• Entries:
——————————

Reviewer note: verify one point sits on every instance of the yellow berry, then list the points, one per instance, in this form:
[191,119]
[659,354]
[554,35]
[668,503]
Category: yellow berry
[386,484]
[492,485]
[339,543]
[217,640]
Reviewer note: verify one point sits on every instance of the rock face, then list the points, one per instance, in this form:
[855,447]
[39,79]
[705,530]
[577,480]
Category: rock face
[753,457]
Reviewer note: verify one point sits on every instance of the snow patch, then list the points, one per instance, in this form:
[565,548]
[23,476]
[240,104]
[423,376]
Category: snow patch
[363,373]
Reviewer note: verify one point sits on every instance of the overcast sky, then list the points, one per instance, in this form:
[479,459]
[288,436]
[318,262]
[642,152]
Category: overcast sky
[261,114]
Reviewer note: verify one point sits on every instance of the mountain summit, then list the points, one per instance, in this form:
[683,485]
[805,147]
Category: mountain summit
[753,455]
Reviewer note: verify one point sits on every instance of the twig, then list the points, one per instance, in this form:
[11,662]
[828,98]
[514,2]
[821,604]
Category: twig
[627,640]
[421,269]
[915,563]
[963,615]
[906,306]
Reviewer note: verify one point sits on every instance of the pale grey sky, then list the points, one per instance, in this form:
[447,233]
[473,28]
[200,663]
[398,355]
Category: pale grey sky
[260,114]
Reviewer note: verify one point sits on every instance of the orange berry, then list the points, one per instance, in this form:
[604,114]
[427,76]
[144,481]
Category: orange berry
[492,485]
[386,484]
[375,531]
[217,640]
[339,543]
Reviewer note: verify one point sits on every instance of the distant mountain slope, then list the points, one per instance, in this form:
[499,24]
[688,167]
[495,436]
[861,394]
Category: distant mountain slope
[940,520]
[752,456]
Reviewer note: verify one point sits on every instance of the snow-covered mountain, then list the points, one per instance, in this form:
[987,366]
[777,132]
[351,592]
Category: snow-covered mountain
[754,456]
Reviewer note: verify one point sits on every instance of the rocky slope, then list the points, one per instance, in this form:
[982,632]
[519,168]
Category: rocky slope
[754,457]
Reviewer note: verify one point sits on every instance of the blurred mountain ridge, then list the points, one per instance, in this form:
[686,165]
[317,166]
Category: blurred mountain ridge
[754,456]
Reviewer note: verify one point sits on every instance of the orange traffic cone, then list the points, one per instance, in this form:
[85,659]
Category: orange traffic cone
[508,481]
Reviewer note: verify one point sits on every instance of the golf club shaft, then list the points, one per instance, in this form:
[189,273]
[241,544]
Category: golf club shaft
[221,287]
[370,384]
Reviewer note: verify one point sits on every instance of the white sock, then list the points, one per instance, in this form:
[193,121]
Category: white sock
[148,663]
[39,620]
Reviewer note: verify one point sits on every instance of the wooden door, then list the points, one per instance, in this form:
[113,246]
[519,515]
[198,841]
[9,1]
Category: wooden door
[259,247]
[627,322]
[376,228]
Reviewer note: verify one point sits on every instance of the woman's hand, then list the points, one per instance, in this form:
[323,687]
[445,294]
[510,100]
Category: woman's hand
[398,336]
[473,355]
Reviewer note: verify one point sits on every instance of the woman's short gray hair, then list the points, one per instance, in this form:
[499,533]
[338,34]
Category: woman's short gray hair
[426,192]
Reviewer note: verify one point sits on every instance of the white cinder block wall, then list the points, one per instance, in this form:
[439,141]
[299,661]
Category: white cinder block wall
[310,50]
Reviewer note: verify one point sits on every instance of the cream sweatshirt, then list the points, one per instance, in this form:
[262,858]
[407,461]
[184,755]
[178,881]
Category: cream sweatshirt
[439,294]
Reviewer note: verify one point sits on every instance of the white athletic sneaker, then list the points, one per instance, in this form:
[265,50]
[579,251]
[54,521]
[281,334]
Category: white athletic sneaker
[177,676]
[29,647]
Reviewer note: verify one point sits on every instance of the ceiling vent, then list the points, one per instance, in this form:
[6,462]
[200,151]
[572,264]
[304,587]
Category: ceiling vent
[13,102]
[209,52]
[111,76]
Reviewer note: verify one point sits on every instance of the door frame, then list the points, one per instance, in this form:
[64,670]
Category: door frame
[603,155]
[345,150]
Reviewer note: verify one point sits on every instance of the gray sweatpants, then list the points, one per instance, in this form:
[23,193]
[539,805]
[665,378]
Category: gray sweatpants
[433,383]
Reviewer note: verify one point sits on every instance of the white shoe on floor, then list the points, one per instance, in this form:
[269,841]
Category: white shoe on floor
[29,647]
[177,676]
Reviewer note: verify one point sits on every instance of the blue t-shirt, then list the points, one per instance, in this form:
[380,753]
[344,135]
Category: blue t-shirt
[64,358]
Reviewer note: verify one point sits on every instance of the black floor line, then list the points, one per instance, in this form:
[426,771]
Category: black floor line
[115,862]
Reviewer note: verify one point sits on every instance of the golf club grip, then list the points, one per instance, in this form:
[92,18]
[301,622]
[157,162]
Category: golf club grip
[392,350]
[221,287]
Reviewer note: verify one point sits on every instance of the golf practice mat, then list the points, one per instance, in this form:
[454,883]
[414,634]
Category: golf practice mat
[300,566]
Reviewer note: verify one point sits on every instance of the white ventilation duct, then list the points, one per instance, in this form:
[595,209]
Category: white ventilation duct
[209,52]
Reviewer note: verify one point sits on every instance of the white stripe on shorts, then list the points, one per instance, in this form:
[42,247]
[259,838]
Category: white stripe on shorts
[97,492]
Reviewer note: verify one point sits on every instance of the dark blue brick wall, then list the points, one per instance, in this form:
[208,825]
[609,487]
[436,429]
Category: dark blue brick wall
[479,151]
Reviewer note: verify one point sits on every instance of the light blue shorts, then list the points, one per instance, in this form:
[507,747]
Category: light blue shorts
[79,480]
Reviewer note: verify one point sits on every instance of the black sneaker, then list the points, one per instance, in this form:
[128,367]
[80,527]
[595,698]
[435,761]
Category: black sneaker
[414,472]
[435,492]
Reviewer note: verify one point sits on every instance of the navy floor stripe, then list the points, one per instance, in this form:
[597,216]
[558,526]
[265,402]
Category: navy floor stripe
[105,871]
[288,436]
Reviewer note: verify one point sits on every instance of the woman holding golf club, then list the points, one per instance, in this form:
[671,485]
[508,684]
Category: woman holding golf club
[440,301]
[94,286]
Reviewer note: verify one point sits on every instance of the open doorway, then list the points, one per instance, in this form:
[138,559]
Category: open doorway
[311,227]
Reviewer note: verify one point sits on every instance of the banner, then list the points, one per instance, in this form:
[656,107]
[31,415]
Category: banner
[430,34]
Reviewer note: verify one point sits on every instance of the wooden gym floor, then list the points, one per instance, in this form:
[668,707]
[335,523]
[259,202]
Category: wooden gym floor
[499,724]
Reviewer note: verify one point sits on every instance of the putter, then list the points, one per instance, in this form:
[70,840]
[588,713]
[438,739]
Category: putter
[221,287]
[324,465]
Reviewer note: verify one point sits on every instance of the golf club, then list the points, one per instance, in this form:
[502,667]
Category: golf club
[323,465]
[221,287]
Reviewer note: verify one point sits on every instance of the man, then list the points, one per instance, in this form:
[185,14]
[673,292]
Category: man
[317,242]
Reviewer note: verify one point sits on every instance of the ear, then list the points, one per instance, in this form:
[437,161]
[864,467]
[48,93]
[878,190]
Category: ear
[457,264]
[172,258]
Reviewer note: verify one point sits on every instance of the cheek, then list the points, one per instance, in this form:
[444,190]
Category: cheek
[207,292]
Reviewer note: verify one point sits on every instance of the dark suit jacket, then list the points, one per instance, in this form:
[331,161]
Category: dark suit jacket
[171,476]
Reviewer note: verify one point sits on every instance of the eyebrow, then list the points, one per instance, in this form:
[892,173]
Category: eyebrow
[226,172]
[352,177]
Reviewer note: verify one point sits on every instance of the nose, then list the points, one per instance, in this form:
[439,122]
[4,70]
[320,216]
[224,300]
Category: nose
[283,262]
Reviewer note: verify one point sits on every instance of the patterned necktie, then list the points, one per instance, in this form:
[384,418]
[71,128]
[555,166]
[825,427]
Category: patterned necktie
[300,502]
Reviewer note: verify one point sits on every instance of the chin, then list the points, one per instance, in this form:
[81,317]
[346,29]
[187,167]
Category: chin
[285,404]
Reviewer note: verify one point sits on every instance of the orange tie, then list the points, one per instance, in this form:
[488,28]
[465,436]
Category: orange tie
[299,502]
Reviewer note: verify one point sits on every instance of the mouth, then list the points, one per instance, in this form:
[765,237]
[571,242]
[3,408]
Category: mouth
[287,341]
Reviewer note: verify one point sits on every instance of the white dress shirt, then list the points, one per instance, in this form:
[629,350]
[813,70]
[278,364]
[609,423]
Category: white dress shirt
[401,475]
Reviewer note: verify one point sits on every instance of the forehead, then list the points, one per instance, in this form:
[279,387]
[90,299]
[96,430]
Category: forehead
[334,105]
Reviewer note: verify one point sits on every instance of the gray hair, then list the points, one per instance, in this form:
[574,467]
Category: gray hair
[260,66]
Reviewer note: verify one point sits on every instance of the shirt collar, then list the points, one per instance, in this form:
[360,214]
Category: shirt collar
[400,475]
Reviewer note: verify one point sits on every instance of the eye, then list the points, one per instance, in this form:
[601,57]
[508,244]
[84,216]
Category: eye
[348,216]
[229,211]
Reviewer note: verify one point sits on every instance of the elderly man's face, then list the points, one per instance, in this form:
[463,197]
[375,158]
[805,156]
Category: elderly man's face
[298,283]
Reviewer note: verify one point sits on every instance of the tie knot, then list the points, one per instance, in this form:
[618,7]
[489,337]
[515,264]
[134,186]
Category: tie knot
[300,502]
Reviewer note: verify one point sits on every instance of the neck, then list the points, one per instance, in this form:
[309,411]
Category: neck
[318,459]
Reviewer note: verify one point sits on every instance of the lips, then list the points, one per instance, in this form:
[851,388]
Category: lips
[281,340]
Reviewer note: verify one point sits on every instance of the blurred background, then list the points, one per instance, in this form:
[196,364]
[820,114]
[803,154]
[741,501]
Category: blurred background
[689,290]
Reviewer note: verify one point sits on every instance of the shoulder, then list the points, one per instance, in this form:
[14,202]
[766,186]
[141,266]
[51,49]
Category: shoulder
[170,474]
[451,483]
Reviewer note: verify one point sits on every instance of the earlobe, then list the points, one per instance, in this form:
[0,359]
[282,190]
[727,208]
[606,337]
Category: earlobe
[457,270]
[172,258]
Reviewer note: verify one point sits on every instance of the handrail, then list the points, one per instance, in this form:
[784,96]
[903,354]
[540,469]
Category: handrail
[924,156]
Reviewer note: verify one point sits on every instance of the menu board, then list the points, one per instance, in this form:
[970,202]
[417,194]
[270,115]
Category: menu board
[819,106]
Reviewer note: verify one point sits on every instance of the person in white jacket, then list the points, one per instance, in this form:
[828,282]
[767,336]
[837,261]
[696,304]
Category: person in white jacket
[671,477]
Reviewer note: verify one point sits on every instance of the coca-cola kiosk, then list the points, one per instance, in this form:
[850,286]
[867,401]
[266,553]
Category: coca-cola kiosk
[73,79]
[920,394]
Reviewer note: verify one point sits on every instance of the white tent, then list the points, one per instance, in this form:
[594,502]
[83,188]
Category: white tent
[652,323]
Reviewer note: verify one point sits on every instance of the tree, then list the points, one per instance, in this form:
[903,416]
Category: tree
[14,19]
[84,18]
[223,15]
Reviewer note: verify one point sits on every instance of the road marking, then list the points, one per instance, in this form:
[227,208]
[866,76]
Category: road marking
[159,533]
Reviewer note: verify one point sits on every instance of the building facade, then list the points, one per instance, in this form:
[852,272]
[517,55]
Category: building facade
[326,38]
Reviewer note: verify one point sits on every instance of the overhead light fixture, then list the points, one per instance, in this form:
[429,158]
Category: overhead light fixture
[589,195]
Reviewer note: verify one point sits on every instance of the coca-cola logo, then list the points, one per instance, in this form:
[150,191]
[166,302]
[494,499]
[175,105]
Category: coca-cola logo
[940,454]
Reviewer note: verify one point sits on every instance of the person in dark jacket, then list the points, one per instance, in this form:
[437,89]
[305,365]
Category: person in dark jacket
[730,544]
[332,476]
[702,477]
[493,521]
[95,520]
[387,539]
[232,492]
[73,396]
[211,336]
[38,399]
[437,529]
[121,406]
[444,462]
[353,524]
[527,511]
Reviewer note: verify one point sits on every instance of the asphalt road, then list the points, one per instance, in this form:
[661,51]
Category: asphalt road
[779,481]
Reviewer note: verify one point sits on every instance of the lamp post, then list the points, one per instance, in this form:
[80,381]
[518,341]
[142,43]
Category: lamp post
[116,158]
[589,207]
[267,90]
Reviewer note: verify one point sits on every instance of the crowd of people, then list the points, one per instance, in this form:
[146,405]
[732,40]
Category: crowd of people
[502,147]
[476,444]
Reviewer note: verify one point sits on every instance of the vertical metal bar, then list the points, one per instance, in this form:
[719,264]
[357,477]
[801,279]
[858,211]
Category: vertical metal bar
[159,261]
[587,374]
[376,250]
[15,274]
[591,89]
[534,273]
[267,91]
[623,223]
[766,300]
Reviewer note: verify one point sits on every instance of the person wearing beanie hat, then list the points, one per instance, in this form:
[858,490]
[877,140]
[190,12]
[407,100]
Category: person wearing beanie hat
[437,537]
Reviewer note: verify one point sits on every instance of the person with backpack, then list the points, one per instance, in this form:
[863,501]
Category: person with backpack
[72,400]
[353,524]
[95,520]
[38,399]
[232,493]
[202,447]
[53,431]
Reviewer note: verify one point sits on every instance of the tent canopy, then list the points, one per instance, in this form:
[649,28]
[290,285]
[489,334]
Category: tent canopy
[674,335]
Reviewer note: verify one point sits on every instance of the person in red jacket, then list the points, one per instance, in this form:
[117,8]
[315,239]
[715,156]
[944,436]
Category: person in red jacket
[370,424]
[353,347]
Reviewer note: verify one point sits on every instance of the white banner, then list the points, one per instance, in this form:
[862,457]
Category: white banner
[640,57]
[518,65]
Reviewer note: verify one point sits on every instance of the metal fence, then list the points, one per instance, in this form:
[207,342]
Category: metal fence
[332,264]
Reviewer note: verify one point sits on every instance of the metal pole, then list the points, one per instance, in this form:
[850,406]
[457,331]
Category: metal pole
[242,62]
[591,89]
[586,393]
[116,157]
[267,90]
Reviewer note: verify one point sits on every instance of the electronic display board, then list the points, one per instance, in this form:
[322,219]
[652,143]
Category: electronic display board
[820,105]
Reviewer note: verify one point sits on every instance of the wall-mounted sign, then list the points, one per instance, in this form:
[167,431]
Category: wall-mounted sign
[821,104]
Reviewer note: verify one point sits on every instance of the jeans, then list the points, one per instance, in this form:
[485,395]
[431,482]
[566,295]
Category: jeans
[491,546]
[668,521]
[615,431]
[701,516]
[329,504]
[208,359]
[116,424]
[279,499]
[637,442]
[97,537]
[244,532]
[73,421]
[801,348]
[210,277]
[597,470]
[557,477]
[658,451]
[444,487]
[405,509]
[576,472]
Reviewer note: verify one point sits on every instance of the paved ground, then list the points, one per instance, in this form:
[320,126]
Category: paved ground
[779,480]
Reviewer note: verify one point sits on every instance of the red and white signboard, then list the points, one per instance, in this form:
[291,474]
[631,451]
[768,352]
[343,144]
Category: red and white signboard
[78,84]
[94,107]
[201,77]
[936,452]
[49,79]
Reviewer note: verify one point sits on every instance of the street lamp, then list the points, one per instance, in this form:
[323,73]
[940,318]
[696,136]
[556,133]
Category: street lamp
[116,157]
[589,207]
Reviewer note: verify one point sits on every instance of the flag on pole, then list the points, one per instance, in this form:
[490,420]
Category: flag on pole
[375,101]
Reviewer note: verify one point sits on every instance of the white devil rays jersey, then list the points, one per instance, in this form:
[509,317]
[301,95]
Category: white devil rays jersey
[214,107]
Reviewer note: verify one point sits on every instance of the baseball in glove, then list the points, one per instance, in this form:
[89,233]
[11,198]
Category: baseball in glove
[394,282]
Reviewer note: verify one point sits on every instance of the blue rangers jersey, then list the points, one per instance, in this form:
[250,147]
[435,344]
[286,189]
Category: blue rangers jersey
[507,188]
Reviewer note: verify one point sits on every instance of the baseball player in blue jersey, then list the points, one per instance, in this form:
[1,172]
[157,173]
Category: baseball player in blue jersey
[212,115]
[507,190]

——————————

• Work to complete:
Extract every line from the one containing "the baseball in" to the end of the entries, including both of those lines, exactly as given and with nothing added.

• Response to this exercise:
Reviewer note: verify one point sits on every instance of the baseball in glove, then list the points, one per instance, in this form:
[89,233]
[11,198]
Category: baseball in glove
[394,282]
Reviewer note: verify one point sits on every instance of the blue rangers jersey, then list the points, one per instance, in this form:
[250,147]
[435,344]
[286,189]
Category: blue rangers jersey
[507,188]
Reviewer note: verify one point sits on every instance of the baseball player in blue jersey, then list the points, one per instance, in this form:
[1,172]
[157,173]
Category: baseball player in blue jersey
[212,115]
[507,190]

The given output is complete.